■ Directions for this task
Reproduce word for word the passage of the article on misbehaving postal workers from "Postal workers behaving" to "and got caught.".

■ Supplied text
Postal workers behaving badly

By Ed O'Keefe

Updated 1:26 p.m. ET
You ever had one of those days when you want to throw your work in the trash? At least two postal letter carriers did it -- and got caught.

Most of the nation's almost 195,000 letter carriers this year swiftly completed their appointed rounds, but a few bad actors discarded mail or stole thousands of dollars of tax refunds and medication.

A Georgia letter carrier left the U.S. Postal Service in March after admitting he dumped more than 600 pieces of mail into a Dumpster, including Netflix DVDs and first-class mail. He told investigators that he threw out the mail because he wanted to be done for the day. The man is serving 12 months of probation, paid a $500 fine and $182 in restitution to Netflix.

A letter carrier in Alabama was caught on tape dumping more than 250 pieces of mail into a gas station Dumpster. She resigned from the Postal Service in August after pleading guilty to one count of delay of mail.

The bad behavior is detailed in the Postal Service Inspector General's semiannual report to Congress, which covers the period from March to September this year. The watchdog team conducted more than 1,990 investigations that prompted 453 arrests -- very few of which involved postal employees -- and more than $672 million in fines and restitution.

Some postal workers also stole from the mail before it leaves the post office, according to the report. A California postal worker quit in June after investigators caught her rifling through parcels in the back of a parked truck and stuffing pill bottles in her pant pockets and shirt.

■ Given records
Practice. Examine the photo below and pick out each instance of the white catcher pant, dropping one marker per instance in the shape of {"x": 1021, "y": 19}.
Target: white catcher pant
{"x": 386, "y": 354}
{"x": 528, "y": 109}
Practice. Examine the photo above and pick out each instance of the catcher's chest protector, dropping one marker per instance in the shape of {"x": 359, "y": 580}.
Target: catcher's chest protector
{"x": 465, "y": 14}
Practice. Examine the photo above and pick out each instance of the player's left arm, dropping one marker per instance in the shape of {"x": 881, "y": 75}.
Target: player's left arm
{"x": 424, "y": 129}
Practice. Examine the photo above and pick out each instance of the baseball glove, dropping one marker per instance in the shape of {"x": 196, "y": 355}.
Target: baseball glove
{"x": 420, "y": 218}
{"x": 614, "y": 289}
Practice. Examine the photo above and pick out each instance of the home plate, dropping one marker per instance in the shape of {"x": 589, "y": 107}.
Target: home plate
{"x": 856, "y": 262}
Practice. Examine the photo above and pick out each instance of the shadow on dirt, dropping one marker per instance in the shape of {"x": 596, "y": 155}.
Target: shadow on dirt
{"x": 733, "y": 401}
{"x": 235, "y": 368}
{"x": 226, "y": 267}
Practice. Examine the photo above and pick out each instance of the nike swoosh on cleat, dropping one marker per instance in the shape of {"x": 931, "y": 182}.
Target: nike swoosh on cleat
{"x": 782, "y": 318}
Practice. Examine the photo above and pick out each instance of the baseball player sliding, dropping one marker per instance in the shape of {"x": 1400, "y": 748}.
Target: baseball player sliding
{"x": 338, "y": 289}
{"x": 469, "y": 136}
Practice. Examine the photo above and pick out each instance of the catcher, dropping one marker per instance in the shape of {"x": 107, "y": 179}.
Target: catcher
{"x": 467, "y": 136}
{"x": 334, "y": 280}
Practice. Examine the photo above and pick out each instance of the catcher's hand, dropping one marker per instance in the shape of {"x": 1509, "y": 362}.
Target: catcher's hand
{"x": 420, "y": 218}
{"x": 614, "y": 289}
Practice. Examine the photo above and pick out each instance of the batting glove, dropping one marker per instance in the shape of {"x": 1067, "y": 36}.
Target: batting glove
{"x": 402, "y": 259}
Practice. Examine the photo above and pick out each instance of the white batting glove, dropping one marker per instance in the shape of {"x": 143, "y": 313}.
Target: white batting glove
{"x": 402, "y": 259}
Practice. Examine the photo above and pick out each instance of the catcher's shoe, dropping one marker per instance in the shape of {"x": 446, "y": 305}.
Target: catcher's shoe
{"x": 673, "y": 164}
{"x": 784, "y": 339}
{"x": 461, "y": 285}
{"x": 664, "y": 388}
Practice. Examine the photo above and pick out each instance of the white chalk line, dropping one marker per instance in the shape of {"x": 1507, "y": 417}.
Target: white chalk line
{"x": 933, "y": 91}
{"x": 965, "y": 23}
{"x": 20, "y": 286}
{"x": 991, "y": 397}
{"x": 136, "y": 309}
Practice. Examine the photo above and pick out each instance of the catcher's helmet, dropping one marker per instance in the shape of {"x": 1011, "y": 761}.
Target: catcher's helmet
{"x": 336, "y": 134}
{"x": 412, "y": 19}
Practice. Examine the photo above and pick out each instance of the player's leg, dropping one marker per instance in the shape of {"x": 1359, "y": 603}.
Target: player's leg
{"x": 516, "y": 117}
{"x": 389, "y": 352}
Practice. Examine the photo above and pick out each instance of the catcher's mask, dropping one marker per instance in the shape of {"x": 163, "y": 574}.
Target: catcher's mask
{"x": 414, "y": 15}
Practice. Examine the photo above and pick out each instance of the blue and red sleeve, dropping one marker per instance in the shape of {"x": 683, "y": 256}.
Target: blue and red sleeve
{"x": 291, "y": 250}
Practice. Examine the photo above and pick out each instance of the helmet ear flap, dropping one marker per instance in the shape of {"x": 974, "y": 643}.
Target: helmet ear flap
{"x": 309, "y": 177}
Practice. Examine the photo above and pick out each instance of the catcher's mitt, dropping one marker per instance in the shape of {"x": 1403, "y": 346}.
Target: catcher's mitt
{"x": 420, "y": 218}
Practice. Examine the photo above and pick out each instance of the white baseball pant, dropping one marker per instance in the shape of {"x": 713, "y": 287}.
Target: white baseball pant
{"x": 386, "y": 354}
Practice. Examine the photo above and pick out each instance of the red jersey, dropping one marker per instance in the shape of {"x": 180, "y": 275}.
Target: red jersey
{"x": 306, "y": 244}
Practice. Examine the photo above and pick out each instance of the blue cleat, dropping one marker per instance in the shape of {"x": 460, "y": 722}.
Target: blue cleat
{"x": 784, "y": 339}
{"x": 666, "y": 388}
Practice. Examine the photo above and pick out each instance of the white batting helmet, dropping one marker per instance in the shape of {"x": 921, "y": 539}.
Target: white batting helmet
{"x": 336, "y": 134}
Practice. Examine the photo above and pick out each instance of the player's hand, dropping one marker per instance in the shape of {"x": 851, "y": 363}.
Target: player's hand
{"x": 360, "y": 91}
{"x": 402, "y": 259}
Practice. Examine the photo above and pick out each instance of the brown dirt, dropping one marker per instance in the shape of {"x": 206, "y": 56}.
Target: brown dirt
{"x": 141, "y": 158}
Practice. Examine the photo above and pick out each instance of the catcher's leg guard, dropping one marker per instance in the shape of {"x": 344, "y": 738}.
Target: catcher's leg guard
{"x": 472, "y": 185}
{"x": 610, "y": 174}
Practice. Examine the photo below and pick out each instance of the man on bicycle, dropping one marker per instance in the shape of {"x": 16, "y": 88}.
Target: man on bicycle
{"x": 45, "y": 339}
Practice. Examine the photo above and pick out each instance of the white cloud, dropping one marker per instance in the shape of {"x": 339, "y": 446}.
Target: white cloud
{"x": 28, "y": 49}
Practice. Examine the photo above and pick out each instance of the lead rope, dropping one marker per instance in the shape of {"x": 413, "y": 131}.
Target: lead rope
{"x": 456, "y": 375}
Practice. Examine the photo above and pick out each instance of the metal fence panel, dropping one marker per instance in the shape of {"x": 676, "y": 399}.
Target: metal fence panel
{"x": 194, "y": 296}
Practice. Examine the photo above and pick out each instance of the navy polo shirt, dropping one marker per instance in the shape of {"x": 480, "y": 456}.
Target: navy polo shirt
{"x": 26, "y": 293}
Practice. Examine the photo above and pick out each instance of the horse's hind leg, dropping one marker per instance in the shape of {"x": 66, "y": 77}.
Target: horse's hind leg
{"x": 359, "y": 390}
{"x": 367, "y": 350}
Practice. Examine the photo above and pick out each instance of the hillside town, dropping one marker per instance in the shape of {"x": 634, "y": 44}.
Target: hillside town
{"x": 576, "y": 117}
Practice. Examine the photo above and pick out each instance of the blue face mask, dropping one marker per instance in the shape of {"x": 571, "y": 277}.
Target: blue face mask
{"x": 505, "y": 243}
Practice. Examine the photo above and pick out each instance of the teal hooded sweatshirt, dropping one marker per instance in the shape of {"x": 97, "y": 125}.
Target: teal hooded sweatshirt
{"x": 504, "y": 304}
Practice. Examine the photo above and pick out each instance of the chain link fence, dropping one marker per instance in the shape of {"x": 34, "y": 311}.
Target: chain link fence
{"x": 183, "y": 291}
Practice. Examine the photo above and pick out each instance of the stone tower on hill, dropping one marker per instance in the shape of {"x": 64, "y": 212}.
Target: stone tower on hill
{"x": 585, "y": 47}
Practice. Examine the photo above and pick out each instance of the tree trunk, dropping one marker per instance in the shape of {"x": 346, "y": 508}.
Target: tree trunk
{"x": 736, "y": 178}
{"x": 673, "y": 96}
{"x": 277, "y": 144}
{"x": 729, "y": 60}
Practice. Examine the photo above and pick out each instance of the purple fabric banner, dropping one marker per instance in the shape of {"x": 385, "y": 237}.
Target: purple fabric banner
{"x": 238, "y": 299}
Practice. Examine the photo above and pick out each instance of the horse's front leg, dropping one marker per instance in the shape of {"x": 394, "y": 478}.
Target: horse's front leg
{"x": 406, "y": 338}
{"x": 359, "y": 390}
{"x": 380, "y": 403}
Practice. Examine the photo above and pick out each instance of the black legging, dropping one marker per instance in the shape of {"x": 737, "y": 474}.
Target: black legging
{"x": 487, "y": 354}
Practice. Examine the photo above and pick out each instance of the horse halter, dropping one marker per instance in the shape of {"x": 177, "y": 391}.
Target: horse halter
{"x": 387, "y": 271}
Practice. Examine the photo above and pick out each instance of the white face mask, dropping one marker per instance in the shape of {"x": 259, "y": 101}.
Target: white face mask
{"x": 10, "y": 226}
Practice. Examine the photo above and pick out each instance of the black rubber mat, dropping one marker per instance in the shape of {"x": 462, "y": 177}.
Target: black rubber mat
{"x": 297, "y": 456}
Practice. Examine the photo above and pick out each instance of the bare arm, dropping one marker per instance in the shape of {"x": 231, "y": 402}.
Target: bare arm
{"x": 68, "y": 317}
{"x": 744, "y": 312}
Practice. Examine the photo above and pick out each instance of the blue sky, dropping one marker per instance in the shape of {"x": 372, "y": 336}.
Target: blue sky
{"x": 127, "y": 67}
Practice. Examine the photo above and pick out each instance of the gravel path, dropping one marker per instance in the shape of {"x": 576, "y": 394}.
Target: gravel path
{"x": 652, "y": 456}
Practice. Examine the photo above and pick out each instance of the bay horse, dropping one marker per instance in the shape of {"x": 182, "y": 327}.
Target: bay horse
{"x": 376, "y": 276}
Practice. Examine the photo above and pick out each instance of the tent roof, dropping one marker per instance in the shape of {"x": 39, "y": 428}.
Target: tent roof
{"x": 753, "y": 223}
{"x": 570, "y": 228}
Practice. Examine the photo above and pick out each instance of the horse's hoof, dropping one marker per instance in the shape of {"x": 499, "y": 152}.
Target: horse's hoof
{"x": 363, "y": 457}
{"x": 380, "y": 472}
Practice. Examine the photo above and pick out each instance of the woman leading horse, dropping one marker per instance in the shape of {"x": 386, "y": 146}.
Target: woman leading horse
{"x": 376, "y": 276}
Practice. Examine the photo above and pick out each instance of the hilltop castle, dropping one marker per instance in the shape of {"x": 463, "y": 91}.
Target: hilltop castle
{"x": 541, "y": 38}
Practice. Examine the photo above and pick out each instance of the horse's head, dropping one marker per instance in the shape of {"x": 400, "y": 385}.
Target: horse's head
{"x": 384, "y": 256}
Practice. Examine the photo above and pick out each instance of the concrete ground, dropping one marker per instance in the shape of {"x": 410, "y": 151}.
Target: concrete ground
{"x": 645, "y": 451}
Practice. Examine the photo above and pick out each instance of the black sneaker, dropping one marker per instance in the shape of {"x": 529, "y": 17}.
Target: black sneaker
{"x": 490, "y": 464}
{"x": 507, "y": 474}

■ Answer section
Postal workers behaving badly

By Ed O'Keefe

Updated 1:26 p.m. ET
You ever had one of those days when you want to throw your work in the trash? At least two postal letter carriers did it -- and got caught.